Written instruction:
Could every line of the data be printed exactly as it reads?

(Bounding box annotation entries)
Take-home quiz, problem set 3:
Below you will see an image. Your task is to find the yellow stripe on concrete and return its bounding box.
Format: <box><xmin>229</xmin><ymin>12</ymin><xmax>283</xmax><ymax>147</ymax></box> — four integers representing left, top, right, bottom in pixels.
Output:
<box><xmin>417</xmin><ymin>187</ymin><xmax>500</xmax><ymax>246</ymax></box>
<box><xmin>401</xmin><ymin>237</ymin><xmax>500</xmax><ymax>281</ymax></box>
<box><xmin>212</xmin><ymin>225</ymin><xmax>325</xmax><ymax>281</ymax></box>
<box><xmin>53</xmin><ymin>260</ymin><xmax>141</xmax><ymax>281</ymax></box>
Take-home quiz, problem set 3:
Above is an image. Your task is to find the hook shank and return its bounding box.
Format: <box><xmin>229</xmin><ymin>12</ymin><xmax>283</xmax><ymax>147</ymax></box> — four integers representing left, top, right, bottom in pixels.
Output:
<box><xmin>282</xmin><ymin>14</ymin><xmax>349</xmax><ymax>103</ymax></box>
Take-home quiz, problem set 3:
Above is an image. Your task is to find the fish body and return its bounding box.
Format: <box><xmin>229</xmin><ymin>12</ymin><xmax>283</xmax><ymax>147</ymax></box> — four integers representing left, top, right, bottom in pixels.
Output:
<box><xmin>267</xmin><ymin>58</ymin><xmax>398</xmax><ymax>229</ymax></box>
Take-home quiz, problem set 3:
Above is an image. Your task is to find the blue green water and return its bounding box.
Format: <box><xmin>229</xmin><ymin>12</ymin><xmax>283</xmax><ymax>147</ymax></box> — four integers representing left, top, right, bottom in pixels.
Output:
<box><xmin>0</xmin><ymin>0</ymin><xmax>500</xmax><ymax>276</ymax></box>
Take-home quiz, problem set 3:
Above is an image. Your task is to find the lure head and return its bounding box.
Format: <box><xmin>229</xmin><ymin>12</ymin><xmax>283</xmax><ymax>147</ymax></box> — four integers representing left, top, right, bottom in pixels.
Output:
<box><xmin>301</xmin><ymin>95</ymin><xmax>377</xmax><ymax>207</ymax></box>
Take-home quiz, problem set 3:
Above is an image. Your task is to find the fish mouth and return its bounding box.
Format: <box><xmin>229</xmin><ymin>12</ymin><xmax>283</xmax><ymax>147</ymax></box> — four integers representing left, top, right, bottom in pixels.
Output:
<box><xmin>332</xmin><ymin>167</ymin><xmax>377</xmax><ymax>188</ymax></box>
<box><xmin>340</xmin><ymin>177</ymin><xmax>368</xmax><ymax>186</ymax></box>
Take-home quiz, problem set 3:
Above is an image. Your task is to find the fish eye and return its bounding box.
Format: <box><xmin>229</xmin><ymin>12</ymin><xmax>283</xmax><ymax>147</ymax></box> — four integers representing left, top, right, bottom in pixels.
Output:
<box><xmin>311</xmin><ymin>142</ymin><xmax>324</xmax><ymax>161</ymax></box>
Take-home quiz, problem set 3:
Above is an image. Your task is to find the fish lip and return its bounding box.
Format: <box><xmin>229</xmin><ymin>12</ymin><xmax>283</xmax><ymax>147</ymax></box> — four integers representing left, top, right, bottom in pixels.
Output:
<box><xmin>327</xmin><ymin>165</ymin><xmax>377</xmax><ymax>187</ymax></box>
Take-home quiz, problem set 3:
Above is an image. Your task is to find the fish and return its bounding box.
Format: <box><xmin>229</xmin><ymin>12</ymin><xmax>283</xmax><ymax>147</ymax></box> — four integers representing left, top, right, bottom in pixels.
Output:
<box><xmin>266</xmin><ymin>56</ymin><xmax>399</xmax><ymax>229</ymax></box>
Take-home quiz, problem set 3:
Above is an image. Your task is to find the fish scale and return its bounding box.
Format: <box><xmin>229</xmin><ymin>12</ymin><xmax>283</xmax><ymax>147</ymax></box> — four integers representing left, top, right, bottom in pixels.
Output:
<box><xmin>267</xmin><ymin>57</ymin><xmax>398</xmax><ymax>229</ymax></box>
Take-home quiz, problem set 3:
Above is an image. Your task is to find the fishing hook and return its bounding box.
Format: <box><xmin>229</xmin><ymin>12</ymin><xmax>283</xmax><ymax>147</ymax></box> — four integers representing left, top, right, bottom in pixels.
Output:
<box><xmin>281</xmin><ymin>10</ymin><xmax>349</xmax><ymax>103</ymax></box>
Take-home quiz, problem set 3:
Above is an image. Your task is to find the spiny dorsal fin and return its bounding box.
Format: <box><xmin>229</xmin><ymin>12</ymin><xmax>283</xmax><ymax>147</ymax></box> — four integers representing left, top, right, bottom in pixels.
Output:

Answer to this task:
Take-home quiz, problem set 3:
Below you will see an image. Your task is to find the yellow stripe on concrete and return its bounding box.
Format: <box><xmin>229</xmin><ymin>12</ymin><xmax>283</xmax><ymax>147</ymax></box> — four integers representing left, top, right, bottom in pixels.
Output:
<box><xmin>417</xmin><ymin>187</ymin><xmax>500</xmax><ymax>246</ymax></box>
<box><xmin>401</xmin><ymin>237</ymin><xmax>500</xmax><ymax>281</ymax></box>
<box><xmin>212</xmin><ymin>225</ymin><xmax>325</xmax><ymax>281</ymax></box>
<box><xmin>53</xmin><ymin>260</ymin><xmax>141</xmax><ymax>281</ymax></box>
Take-home quiz, problem set 3:
Above is an image. Your task is to find the hook shank and return its bounding box.
Format: <box><xmin>229</xmin><ymin>12</ymin><xmax>283</xmax><ymax>147</ymax></box> — four integers representing left, top, right, bottom in pixels.
Output:
<box><xmin>282</xmin><ymin>14</ymin><xmax>349</xmax><ymax>103</ymax></box>
Take-home quiz, problem set 3:
Above is an image. Your task is to find the fish body and return its bounding box.
Format: <box><xmin>229</xmin><ymin>12</ymin><xmax>283</xmax><ymax>147</ymax></box> — four integers representing left, top, right, bottom in pixels.
Output:
<box><xmin>267</xmin><ymin>58</ymin><xmax>398</xmax><ymax>229</ymax></box>
Take-home quiz, problem set 3:
Above is an image. Your task is to find the blue green water and return its bounding box.
Format: <box><xmin>229</xmin><ymin>12</ymin><xmax>283</xmax><ymax>147</ymax></box> — four integers representing left, top, right, bottom in pixels.
Output:
<box><xmin>0</xmin><ymin>0</ymin><xmax>500</xmax><ymax>276</ymax></box>
Take-home quiz, problem set 3:
Above is an image. Your task is to find the lure head and return its bounding box.
Format: <box><xmin>229</xmin><ymin>12</ymin><xmax>283</xmax><ymax>147</ymax></box> — four integers representing left, top, right, bottom in pixels.
Output:
<box><xmin>301</xmin><ymin>95</ymin><xmax>377</xmax><ymax>207</ymax></box>
Take-home quiz, problem set 3:
Above is an image. Your task is to find the fish mouth and return its bounding box.
Format: <box><xmin>229</xmin><ymin>12</ymin><xmax>283</xmax><ymax>147</ymax></box> — four integers representing left, top, right, bottom in pixels.
Output:
<box><xmin>332</xmin><ymin>167</ymin><xmax>377</xmax><ymax>188</ymax></box>
<box><xmin>340</xmin><ymin>177</ymin><xmax>368</xmax><ymax>186</ymax></box>
Take-home quiz, problem set 3:
Above is an image. Your task is to find the fish eye and return its bounding box.
Format: <box><xmin>229</xmin><ymin>12</ymin><xmax>283</xmax><ymax>147</ymax></box> — four integers representing left, top, right, bottom in pixels.
Output:
<box><xmin>311</xmin><ymin>142</ymin><xmax>324</xmax><ymax>161</ymax></box>
Take-home quiz, problem set 3:
Above is an image. Your task is to find the fish lip and return its bounding box.
Format: <box><xmin>229</xmin><ymin>12</ymin><xmax>283</xmax><ymax>147</ymax></box> — four integers representing left, top, right, bottom in pixels.
Output:
<box><xmin>327</xmin><ymin>165</ymin><xmax>377</xmax><ymax>187</ymax></box>
Take-home quiz, problem set 3:
Above is an image. Your task is to find the fish and return its bounding box.
Format: <box><xmin>229</xmin><ymin>12</ymin><xmax>283</xmax><ymax>147</ymax></box> — four integers representing left, top, right, bottom in pixels.
Output:
<box><xmin>266</xmin><ymin>56</ymin><xmax>399</xmax><ymax>229</ymax></box>
Take-home quiz, problem set 3:
Above is an image. Your task is to find the fish scale and return its bounding box.
Format: <box><xmin>229</xmin><ymin>12</ymin><xmax>283</xmax><ymax>147</ymax></box> — four integers representing left, top, right, bottom in pixels.
Output:
<box><xmin>267</xmin><ymin>57</ymin><xmax>398</xmax><ymax>229</ymax></box>
Take-home quiz, problem set 3:
Above is an image. Your task is to find the fishing hook and return its bounding box.
Format: <box><xmin>229</xmin><ymin>12</ymin><xmax>283</xmax><ymax>147</ymax></box> — four integers representing left, top, right, bottom in pixels.
Output:
<box><xmin>281</xmin><ymin>10</ymin><xmax>349</xmax><ymax>103</ymax></box>
Take-home quiz, problem set 3:
Above is an image. Your task is to find the spiny dorsal fin and return its bounding box.
Format: <box><xmin>229</xmin><ymin>12</ymin><xmax>283</xmax><ymax>147</ymax></box> — four integers representing left, top, right, bottom in pixels.
Output:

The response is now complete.